Reading text
::::::

Sen. Rand Paul (R-Ky.) did tell a small audience of Republicans at a GOP field office in suburban Detroit Oct. 29 that the “GOP brand sucks.” But he spent far more time attacking the Democrat whose brand he might have to battle in 2016 for the White House if they both decide to run, along with the Democrat who lives now at 1600 Pennsylvania Avenue.
“Everything he touches turns to stone,” Paul said, referring to President Obama.
There is little doubt Hillary Clinton would be the presumptive nominee if the Democratic Party held its 2016 convention any time in the near future. The Real Clear Politics average of polls has the former U.S. secretary of State ahead of her closest theoretical Democratic challenger, Vice President Joe Biden, by 52 points.
Paul is hardly the presumptive nominee of his party, which he criticized for not making its case effectively when he explained that the “GOP brand sucks.” The Real Clear Politics average of polls has him in the lead, but only by 0.2 points.
A Quinnipiac University poll released in June also had Clinton ahead of all her possible Democratic opponents by a ridiculous margin, 58 percent. A survey of likely Republican voters showed Paul led the GOP field by a substantially smaller margin, 11 percent.

::::::

Extracted entries

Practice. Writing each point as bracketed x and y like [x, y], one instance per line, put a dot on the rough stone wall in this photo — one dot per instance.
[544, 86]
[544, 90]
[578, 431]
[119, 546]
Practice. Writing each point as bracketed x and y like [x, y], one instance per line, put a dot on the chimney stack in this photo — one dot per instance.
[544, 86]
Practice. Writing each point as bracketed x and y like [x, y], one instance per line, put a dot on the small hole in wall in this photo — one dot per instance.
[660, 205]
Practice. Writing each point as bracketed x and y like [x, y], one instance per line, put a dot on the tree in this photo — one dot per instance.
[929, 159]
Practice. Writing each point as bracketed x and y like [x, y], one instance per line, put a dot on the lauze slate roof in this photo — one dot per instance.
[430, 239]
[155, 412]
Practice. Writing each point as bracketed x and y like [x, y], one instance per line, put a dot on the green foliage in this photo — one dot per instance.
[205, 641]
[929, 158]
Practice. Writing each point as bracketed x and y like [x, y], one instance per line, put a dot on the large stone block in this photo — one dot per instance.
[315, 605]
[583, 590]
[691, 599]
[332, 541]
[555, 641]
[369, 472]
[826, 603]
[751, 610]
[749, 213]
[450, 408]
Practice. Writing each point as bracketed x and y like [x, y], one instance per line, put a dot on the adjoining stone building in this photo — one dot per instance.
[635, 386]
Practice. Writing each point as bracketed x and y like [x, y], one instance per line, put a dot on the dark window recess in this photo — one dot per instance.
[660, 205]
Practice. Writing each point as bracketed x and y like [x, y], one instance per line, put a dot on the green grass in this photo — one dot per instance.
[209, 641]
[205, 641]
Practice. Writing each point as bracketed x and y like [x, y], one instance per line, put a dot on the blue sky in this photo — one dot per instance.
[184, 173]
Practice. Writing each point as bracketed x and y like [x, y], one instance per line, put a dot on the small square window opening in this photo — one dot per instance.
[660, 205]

::::::

Written request
Reproduce verbatim the portion of the Rand Paul article starting at "Sen. Rand Paul" and ending at "by 52 points.".

Task output
Sen. Rand Paul (R-Ky.) did tell a small audience of Republicans at a GOP field office in suburban Detroit Oct. 29 that the “GOP brand sucks.” But he spent far more time attacking the Democrat whose brand he might have to battle in 2016 for the White House if they both decide to run, along with the Democrat who lives now at 1600 Pennsylvania Avenue.
“Everything he touches turns to stone,” Paul said, referring to President Obama.
There is little doubt Hillary Clinton would be the presumptive nominee if the Democratic Party held its 2016 convention any time in the near future. The Real Clear Politics average of polls has the former U.S. secretary of State ahead of her closest theoretical Democratic challenger, Vice President Joe Biden, by 52 points.